*Document*
********

Having something weird happening where my code will run for over an epoch but then just abruptly stop without giving any errors or warnings. I’m not sure what to look for. For example you can see below it just suddenly stopped training at the 3rd batch in Epoch 1:
Size of validation set: 6214
/home/ubuntu/deep-behavior-embedding/.venv/lib/python3.10/site-packages/pytorch_lightning/callbacks/model_checkpoint.py:611: UserWarning: Checkpoint directory /home/ubuntu/jira/4405/model/pure_premium exists and is not empty.
rank_zero_warn(f"Checkpoint directory {dirpath} exists and is not empty.")
| Name | Type | Params
---------------------------------------------------------------
0 | base_model | LitModel | 2.9 M
1 | linear | Linear | 101
2 | valid_deviance | TweedieDevianceScore | 0
3 | test_deviance | TweedieDevianceScore | 0
4 | valid_mape | MeanAbsolutePercentageError | 0
---------------------------------------------------------------
2.9 M Trainable params
0 Non-trainable params
2.9 M Total params
11.476 Total estimated model params size (MB)
Epoch 1: 0%| | 3/972 [00:16<1:27:38, 5.43s/it, loss=225, v_num=17]
(.venv) ubuntu@ip-172-18-81-185:~/deep-behavior-embedding$
Could you rerun the use case with gdb and check if you would see any error?
I would expect to see at least an error message, so unsure if the script is really failing or if it’s running into a check and just exits (e.g. exit after 975 batches).
This might be a good starter.
However, as a quick TL;DR run this:
gdb --args python script.py args
...
run
...
# if it crashes here
bt
and post the backtrace here.
If the code never crashes but exits normally, you would need to check in the actual Python script where the execution exits.

********

(Region labeling records)
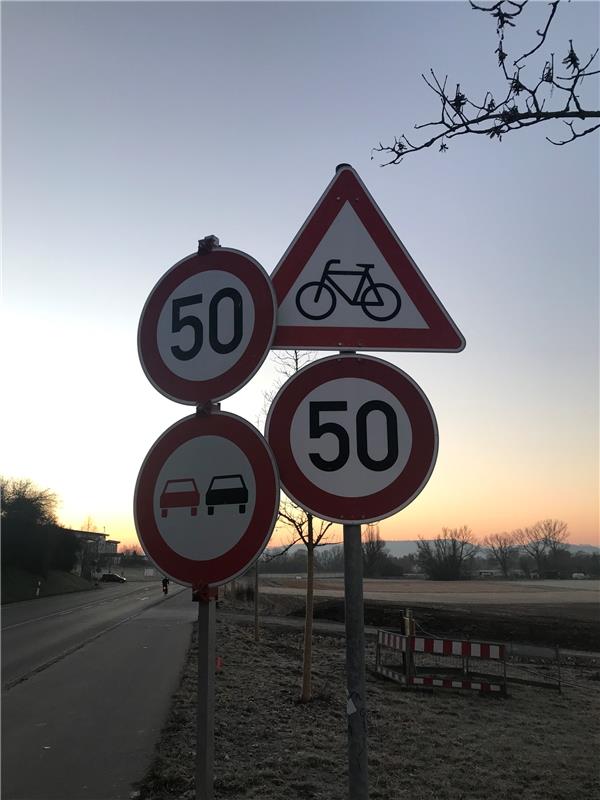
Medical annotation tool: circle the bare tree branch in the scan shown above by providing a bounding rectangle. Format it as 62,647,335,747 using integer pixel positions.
371,0,600,166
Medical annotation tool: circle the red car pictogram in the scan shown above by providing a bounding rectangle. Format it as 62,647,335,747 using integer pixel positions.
160,478,200,517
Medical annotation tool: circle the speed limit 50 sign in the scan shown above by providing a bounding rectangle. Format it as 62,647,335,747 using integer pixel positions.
266,354,438,523
138,247,275,405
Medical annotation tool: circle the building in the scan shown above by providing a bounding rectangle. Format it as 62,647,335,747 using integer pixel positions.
68,530,121,580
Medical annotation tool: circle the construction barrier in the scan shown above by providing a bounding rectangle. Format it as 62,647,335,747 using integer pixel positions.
375,630,507,694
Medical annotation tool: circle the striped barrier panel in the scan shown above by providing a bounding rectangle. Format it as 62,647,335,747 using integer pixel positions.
378,630,506,661
408,676,504,692
377,664,504,692
375,630,506,694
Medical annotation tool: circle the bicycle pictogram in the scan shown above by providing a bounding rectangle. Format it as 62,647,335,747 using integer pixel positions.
296,258,401,322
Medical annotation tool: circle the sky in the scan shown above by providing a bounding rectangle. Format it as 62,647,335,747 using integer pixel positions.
0,2,600,545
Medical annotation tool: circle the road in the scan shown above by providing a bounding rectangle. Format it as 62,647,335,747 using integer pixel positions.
2,584,197,800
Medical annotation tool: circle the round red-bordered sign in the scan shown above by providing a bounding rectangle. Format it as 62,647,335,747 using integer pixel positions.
265,354,438,523
134,412,279,586
138,247,276,405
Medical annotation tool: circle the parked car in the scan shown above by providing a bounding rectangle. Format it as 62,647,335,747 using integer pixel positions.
160,478,200,517
100,572,127,583
206,475,248,514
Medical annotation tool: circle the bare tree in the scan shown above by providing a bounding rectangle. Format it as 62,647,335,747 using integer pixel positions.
0,478,58,529
417,525,479,581
482,533,519,578
513,525,548,575
279,500,333,703
265,350,333,703
362,523,385,577
535,519,569,556
81,514,98,533
373,0,600,166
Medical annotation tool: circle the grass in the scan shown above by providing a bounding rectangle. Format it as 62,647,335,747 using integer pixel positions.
139,619,600,800
2,566,92,603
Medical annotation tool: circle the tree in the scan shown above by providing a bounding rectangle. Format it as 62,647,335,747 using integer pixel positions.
535,519,569,556
373,0,600,166
279,500,333,703
0,478,80,575
483,533,519,578
0,478,58,528
535,519,571,577
265,350,332,703
362,523,386,578
513,525,546,575
81,515,98,533
417,525,479,581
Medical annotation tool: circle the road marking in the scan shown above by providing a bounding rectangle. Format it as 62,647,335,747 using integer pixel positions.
2,586,186,691
2,589,162,631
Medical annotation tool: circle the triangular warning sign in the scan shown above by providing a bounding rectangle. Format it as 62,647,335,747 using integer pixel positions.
271,164,465,352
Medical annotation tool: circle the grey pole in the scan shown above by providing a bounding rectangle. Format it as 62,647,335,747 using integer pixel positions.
344,525,369,800
196,590,215,800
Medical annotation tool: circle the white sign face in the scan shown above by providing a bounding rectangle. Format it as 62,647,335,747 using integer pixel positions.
138,247,275,405
277,202,428,329
156,270,255,381
271,164,465,352
290,378,413,497
134,413,279,586
153,436,256,561
266,355,438,523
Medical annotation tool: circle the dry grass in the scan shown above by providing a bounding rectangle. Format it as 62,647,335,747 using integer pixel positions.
140,620,600,800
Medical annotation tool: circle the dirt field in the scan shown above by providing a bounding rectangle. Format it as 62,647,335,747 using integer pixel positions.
140,598,600,800
261,576,600,608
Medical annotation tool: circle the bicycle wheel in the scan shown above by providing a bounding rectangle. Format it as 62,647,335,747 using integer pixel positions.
296,281,336,319
360,283,402,322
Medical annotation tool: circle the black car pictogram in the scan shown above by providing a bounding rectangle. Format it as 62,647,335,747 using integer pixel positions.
206,475,248,515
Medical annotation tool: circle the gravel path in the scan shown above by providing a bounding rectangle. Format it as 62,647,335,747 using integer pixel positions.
139,618,600,800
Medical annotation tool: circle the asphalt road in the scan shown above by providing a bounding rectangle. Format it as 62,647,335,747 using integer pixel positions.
2,584,197,800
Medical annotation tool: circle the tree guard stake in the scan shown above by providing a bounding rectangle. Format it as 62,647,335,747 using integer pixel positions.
344,525,369,800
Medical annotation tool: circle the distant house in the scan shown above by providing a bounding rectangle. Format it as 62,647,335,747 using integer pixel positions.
477,569,502,578
67,530,121,579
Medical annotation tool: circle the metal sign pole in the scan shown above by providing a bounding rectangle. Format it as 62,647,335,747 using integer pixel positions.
196,589,216,800
344,525,369,800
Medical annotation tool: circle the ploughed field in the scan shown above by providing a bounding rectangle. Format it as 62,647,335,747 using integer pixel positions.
262,577,600,652
140,595,600,800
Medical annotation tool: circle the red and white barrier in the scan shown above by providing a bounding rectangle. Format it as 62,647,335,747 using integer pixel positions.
378,630,505,661
375,630,506,693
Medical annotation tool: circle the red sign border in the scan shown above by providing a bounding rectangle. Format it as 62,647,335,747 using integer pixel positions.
138,247,277,405
133,412,279,586
271,164,465,352
265,354,438,524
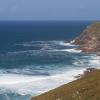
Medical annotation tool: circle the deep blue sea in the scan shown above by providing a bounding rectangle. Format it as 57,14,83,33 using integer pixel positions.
0,21,100,100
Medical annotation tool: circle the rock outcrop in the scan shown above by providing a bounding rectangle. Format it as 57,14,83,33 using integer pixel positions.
75,22,100,53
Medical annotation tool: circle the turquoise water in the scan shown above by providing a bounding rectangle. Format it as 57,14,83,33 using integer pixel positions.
0,21,100,100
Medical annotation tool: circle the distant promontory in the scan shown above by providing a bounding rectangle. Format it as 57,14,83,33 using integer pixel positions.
75,22,100,54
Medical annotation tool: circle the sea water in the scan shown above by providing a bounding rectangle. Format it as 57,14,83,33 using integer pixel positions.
0,21,100,100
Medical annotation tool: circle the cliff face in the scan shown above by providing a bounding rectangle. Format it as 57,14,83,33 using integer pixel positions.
75,22,100,53
32,70,100,100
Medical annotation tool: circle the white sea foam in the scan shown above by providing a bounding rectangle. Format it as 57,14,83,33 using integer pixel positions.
0,69,84,95
59,40,76,46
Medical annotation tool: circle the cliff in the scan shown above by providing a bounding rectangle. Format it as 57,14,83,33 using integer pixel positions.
32,70,100,100
75,22,100,53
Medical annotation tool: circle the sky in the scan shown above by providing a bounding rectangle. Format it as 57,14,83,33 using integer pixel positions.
0,0,100,20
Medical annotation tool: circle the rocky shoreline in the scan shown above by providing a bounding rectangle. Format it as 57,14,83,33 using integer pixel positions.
31,22,100,100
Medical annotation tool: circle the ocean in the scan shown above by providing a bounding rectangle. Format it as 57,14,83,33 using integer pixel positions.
0,21,100,100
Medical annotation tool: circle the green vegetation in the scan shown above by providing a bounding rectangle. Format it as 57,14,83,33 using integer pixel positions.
32,70,100,100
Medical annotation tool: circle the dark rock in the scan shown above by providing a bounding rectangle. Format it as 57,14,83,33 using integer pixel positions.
75,22,100,54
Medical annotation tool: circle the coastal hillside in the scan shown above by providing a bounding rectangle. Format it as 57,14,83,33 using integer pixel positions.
75,22,100,53
32,70,100,100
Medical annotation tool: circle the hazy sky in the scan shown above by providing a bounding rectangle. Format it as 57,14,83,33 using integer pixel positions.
0,0,100,20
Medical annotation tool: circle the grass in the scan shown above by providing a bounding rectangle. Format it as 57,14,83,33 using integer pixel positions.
32,70,100,100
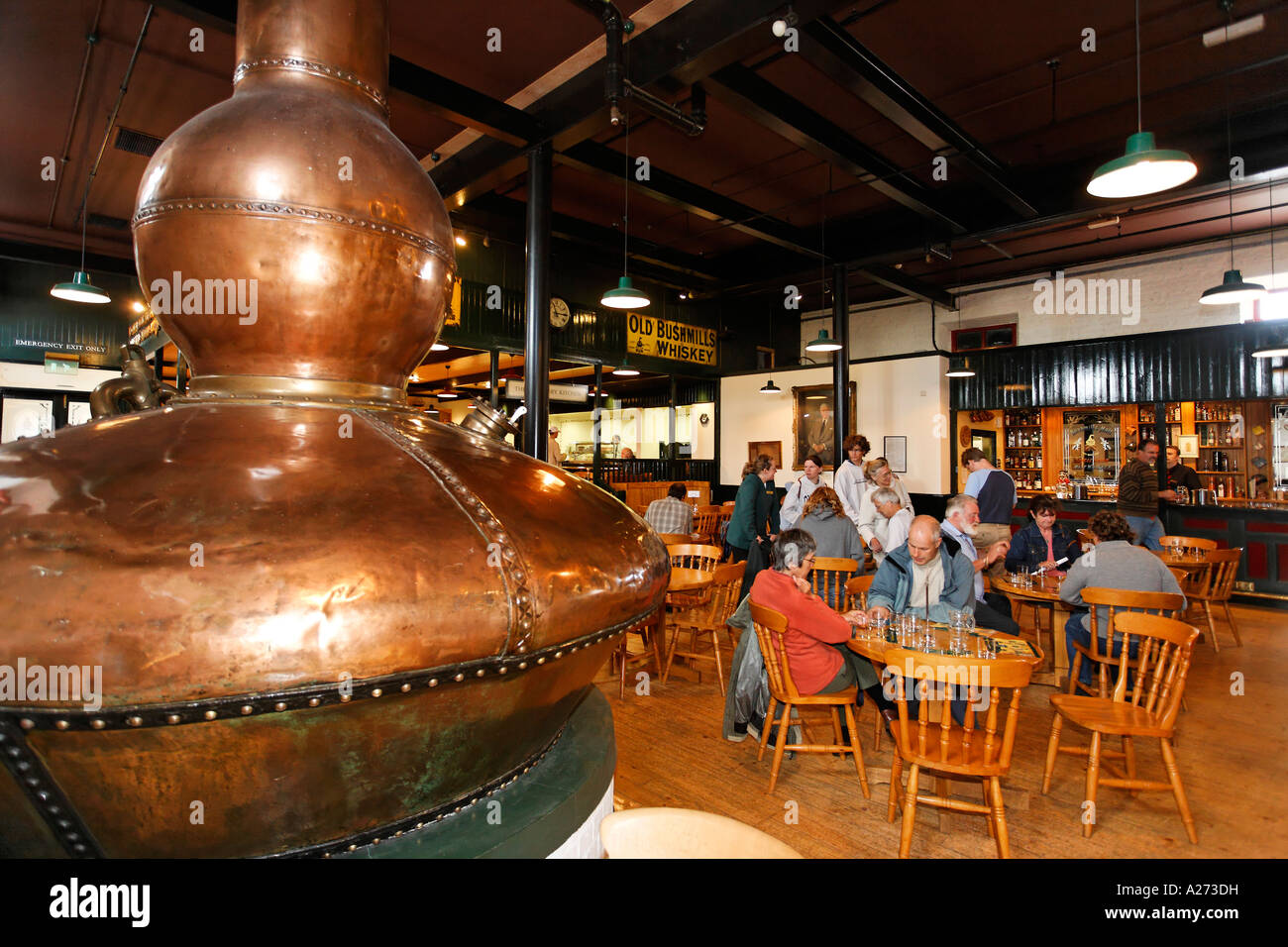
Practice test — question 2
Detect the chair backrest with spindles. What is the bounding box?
[1158,536,1216,549]
[1111,612,1199,736]
[885,648,1033,776]
[810,556,859,611]
[703,561,747,629]
[751,601,802,703]
[838,573,876,612]
[1082,586,1185,655]
[1192,546,1243,601]
[666,543,722,573]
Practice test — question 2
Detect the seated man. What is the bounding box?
[1060,510,1182,686]
[644,483,693,533]
[943,493,1020,635]
[868,517,975,621]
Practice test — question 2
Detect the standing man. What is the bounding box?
[807,403,836,467]
[962,447,1020,584]
[1167,445,1203,499]
[941,497,1020,635]
[1118,438,1176,549]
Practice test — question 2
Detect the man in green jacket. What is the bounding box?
[1118,438,1176,549]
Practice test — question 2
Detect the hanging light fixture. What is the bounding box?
[1199,4,1274,305]
[1087,0,1199,197]
[599,91,651,309]
[805,329,841,352]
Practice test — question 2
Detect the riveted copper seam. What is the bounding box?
[0,609,657,733]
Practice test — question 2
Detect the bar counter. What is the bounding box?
[1012,494,1288,607]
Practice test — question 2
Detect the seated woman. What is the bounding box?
[751,530,890,708]
[800,487,863,607]
[1060,510,1184,686]
[1006,493,1082,575]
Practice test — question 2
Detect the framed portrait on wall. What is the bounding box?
[793,381,858,471]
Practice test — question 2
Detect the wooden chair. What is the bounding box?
[693,506,722,541]
[1182,548,1243,651]
[810,556,859,612]
[886,651,1033,858]
[751,601,872,798]
[1042,612,1199,845]
[662,562,747,693]
[1158,536,1216,550]
[1069,586,1185,697]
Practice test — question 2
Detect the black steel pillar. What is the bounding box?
[590,362,604,483]
[523,142,553,460]
[488,349,501,407]
[832,263,855,471]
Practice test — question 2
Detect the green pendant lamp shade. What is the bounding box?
[1199,269,1266,305]
[805,329,841,352]
[1087,132,1199,197]
[49,269,112,305]
[599,275,651,309]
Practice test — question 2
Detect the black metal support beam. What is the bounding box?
[802,17,1038,218]
[832,263,855,471]
[707,64,966,233]
[559,142,818,257]
[523,142,554,460]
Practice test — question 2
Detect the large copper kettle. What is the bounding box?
[0,0,667,856]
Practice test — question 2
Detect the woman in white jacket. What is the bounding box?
[832,434,872,526]
[778,454,823,530]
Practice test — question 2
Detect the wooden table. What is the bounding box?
[991,576,1073,689]
[846,624,1046,832]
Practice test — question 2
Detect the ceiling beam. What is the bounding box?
[704,64,966,233]
[802,17,1038,218]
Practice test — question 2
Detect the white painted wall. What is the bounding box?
[802,237,1288,358]
[720,356,952,493]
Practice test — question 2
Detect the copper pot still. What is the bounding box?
[0,0,669,857]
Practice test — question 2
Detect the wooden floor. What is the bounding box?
[597,605,1288,858]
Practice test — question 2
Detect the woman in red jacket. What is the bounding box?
[751,530,894,710]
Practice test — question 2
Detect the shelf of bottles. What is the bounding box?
[1138,403,1181,445]
[1002,411,1042,489]
[1194,401,1246,498]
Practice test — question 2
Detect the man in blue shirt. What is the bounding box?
[941,493,1020,635]
[962,447,1020,578]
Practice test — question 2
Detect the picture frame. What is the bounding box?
[747,441,783,471]
[881,434,909,473]
[793,381,859,471]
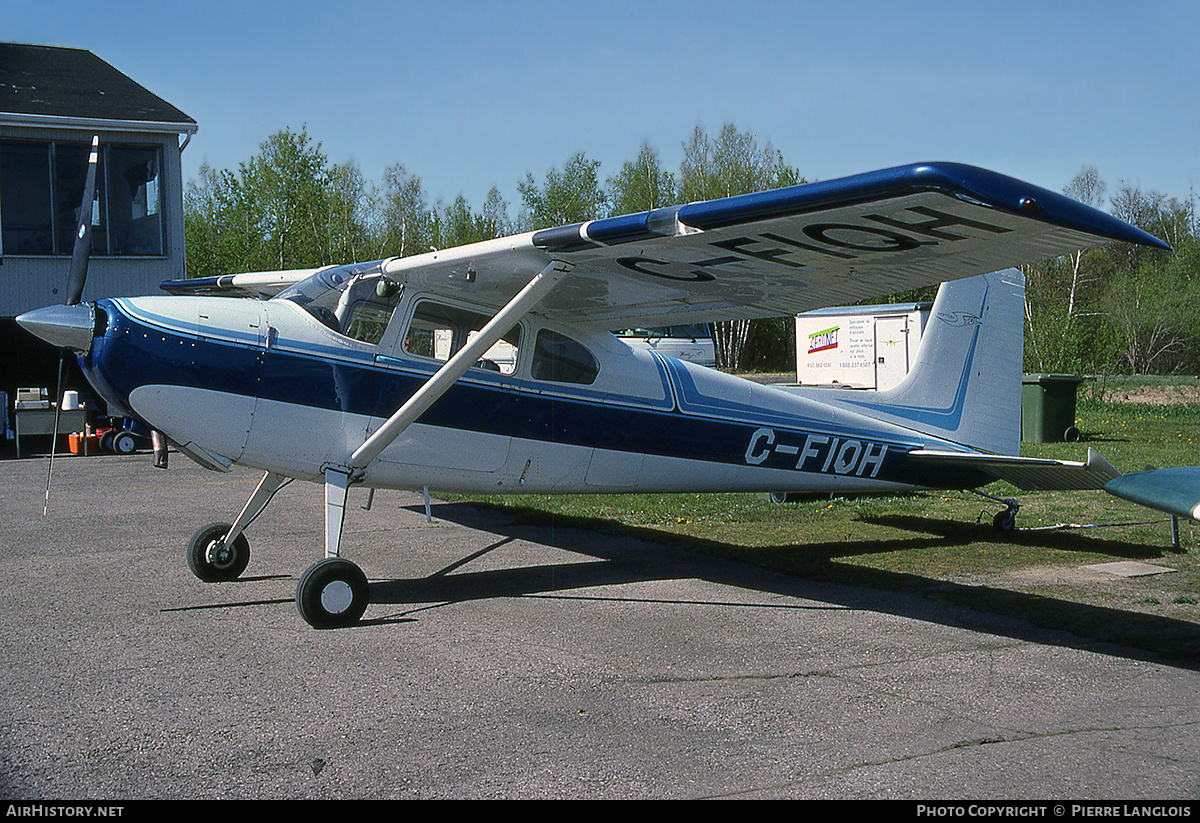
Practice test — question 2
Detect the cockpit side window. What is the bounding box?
[274,263,403,346]
[404,300,521,374]
[532,329,600,385]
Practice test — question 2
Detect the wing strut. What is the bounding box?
[348,260,575,473]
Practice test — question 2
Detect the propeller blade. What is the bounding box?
[66,136,100,306]
[42,349,67,517]
[42,134,100,517]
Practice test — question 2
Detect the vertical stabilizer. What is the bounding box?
[806,269,1025,455]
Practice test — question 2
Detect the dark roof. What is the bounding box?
[0,43,196,131]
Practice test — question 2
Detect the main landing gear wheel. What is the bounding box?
[296,557,371,629]
[187,523,250,583]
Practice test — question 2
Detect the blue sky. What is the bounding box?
[11,0,1200,216]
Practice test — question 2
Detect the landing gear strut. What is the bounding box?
[971,488,1021,533]
[187,469,371,629]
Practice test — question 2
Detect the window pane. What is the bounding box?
[0,142,54,254]
[533,329,600,384]
[404,302,521,374]
[107,146,163,256]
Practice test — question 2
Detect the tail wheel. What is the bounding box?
[296,557,371,629]
[187,523,250,583]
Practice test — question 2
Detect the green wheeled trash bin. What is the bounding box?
[1021,374,1084,443]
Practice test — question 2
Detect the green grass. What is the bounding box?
[441,397,1200,663]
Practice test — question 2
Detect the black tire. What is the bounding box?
[991,509,1016,533]
[296,557,371,629]
[187,523,250,583]
[112,432,138,455]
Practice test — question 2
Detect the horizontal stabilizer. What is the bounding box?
[1104,465,1200,521]
[908,449,1122,492]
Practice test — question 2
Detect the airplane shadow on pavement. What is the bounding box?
[371,503,1200,669]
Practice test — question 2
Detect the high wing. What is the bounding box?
[163,163,1166,329]
[384,163,1166,329]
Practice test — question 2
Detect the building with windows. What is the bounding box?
[0,43,197,431]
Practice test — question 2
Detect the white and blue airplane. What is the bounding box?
[18,145,1166,627]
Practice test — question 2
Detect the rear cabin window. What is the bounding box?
[404,301,521,374]
[532,329,600,385]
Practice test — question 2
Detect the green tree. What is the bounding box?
[608,143,676,215]
[380,163,440,257]
[517,151,608,232]
[238,128,332,269]
[677,124,804,371]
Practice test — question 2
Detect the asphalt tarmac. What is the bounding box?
[0,453,1200,801]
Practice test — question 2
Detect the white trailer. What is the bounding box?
[796,302,932,391]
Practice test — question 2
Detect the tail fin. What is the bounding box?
[816,269,1025,455]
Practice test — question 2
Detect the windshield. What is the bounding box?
[272,262,401,346]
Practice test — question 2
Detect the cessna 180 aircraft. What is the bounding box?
[18,140,1190,627]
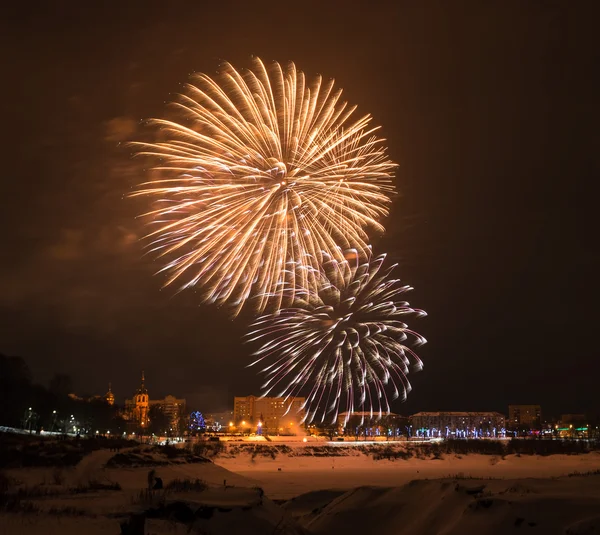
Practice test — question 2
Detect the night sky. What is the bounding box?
[0,1,600,414]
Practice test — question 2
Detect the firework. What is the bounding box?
[247,256,425,422]
[133,60,395,315]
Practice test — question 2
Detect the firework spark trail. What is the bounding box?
[133,60,395,315]
[247,255,426,422]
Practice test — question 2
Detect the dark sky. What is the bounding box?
[0,1,600,414]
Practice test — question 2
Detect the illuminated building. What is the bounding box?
[104,383,115,406]
[411,412,506,438]
[233,396,305,434]
[123,372,186,430]
[125,372,150,427]
[508,405,542,429]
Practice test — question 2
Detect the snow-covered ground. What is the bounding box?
[0,444,600,535]
[215,453,600,499]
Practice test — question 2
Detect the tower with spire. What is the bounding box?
[133,370,150,427]
[104,383,115,405]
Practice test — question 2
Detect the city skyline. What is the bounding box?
[0,2,600,413]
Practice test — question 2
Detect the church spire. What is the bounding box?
[104,383,115,405]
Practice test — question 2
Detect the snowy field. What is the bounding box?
[215,453,600,499]
[0,446,600,535]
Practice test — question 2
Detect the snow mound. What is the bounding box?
[300,477,600,535]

********

*Work to do*
**a.** List every module name in the parameter table of the forum thread.
**b.** What size does the forum thread report for the validation set?
**c.** Print the part of the forum thread that opens with the words containing "Epoch 1: 0%|" and closes with "see any error?".

*Expected results*
**a.** base_model, linear, valid_deviance, test_deviance, valid_mape

**b.** 6214

**c.**
Epoch 1: 0%| | 3/972 [00:16<1:27:38, 5.43s/it, loss=225, v_num=17]
(.venv) ubuntu@ip-172-18-81-185:~/deep-behavior-embedding$
Could you rerun the use case with gdb and check if you would see any error?